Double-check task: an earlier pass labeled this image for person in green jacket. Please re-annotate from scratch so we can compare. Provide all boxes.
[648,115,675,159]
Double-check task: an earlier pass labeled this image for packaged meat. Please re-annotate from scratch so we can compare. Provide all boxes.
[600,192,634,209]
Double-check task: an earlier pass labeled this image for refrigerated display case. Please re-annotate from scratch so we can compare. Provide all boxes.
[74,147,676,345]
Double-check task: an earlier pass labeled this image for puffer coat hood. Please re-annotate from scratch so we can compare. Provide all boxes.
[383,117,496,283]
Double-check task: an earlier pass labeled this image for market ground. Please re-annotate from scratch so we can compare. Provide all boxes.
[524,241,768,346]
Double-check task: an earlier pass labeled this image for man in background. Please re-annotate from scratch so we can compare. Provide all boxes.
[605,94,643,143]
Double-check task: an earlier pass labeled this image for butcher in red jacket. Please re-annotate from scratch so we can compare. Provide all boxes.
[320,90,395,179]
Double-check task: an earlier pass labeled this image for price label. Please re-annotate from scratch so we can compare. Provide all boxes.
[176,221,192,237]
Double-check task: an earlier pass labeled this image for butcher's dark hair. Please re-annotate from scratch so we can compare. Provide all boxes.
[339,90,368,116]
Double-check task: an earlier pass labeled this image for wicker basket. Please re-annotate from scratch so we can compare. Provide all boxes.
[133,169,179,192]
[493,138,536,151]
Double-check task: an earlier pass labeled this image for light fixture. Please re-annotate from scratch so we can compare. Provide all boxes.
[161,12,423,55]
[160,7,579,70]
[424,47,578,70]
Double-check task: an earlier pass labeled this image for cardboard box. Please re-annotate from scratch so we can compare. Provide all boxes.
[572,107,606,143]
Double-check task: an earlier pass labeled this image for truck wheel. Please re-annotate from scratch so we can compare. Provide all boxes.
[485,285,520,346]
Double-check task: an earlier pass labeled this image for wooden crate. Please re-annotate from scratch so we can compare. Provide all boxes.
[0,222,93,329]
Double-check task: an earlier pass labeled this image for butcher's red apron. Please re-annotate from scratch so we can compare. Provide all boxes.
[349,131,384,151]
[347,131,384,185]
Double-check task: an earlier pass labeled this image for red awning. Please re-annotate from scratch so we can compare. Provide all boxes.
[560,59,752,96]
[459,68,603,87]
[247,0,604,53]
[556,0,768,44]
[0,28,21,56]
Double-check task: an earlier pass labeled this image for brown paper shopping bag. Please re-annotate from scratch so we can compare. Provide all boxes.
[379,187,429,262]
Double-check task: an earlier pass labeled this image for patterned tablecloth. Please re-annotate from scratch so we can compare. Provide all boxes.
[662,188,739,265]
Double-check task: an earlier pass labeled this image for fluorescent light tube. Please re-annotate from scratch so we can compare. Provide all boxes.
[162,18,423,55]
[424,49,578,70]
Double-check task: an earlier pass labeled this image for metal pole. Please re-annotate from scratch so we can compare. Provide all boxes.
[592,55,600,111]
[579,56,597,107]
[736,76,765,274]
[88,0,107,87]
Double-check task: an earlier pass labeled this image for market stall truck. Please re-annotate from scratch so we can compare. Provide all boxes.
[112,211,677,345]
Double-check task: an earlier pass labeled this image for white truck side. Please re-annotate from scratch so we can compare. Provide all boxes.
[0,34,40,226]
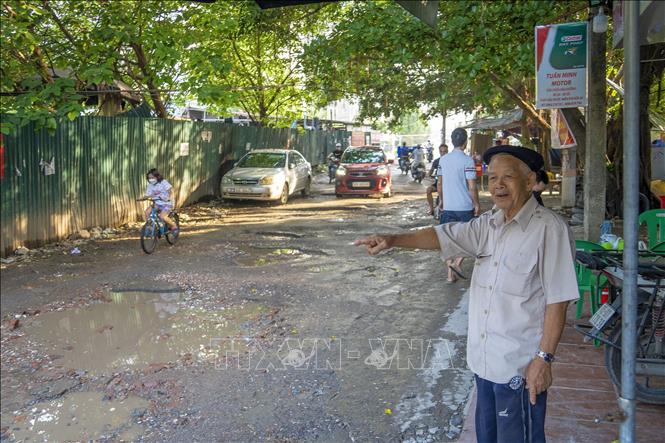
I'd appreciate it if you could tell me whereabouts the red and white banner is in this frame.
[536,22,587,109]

---------------

Format every row above as a Markdown table with the columns Number and Row text, numbering the rows in order and skipping blank lines. Leave the pictures out of the table.

| Number | Row text |
|---|---|
| 1 | Double-check task: an earlier pass labeled this image for person in green jacket. Please re-annotate from scratch so we can compare. Provide all boxes. |
| 2 | [648,115,675,159] |
| 3 | Double-check task: an earlier pass labeled this image for packaged meat. Please re-annotate from scratch so we can compare. Provide all boxes. |
| 4 | [600,192,634,209] |
| 5 | Double-check task: an earlier pass labeled this image for refrigerated display case. Please re-annotate from scratch so we can compare. Provide all boxes. |
| 6 | [74,147,676,345] |
| 7 | Double-check task: an earlier pass labeled this image for puffer coat hood. Please re-annotate from scratch so we can compare. Provide all boxes. |
| 8 | [383,117,496,283] |
| 9 | Double-check task: an earlier pass labeled this image for market ground. Please re-annotate from scratch so we can compare. Provide all boxes. |
| 10 | [524,241,768,346] |
| 11 | Double-check task: an earlier pass labeled this image for man in background. Please re-annotate from scratch so we can compare. Provide all boxes. |
| 12 | [605,94,643,143] |
| 13 | Double-check task: an earlier pass labeled this image for butcher in red jacket. Please re-annotate from scratch so we can compare. Provide all boxes. |
| 14 | [320,90,395,179] |
| 15 | Double-check task: an earlier pass labeled this image for price label. Please re-annotate from scratch so we can compare. Provide all boxes. |
| 16 | [176,221,192,237] |
| 17 | Double-check task: an earlier pass labeled this image for butcher's dark hair. Please re-annotate from scratch so we can compare. Provide all boxes. |
| 18 | [339,90,368,116] |
| 19 | Double-check task: an earlier pass labeled this image for wicker basket. Please re-annotate from scratch so we can compare. Provide all boxes. |
| 20 | [133,169,179,192] |
| 21 | [493,138,536,151] |
| 22 | Double-check task: an earlier pass labeled this image for light fixture. Please re-annotate from scratch so we can compare. Provide all boxes. |
| 23 | [161,12,423,55] |
| 24 | [160,7,579,70] |
| 25 | [424,47,578,70] |
| 26 | Double-check task: an earlier pass labeled this image for cardboard box. Please re-annotate from scratch so we can compare. Provide all boxes. |
| 27 | [572,107,606,143] |
| 28 | Double-check task: an earlier pass labeled this image for truck wheel. Please re-annotate from scratch so we can compare. Provide all boxes. |
| 29 | [485,285,520,346] |
| 30 | Double-check task: an earlier pass labeled this image for wooden crate. Please re-annotate from scratch so we can compare. Provide all boxes. |
| 31 | [0,222,93,329] |
| 32 | Double-check task: an earlier pass labeled this image for butcher's red apron. Please re-annotate from scratch so we can compare. Provide all boxes. |
| 33 | [349,131,384,151] |
| 34 | [347,131,384,185] |
| 35 | Double-check task: an earlier pass labeled this image for red awning. Please re-annotate from scratch so we can compare. Provide all boxes. |
| 36 | [560,59,752,96] |
| 37 | [459,68,603,87] |
| 38 | [247,0,604,53] |
| 39 | [556,0,768,44] |
| 40 | [0,28,21,56] |
| 41 | Double-check task: an earlier pass labeled this image for brown paper shopping bag. Please re-annotate from scratch so we can compare. Provide all boxes. |
| 42 | [379,187,429,262] |
| 43 | Double-check task: an earlier pass labeled this image for patterned tablecloth. Please re-annotate from scratch so we can compare. Provide all boxes. |
| 44 | [662,188,739,265] |
| 45 | Double-check task: an earlier pass labeled this image for fluorescent light tube. Please re-annotate from scratch so we can compare. Provide all boxes. |
| 46 | [162,18,423,55] |
| 47 | [424,49,578,70] |
| 48 | Double-check task: an earlier pass labeled this image for metal pole. Please re-annotate from scratch so we can compare. Provide all boxes. |
| 49 | [592,55,600,111] |
| 50 | [579,56,597,107] |
| 51 | [736,76,765,274] |
| 52 | [88,0,107,87] |
| 53 | Double-check task: an earlier pass labeled this image for market stall truck. Please re-annotate from scratch so we can compare. Provide all boxes. |
| 54 | [112,211,677,345] |
| 55 | Double-check task: an earlier pass labeled this image for white truck side. Please re-annotate from scratch so we can compare. Provide all boxes. |
| 56 | [0,34,40,226] |
| 57 | I'd appreciate it if you could tell me whereabouts the red and white banner is in this frame. |
| 58 | [536,22,587,109] |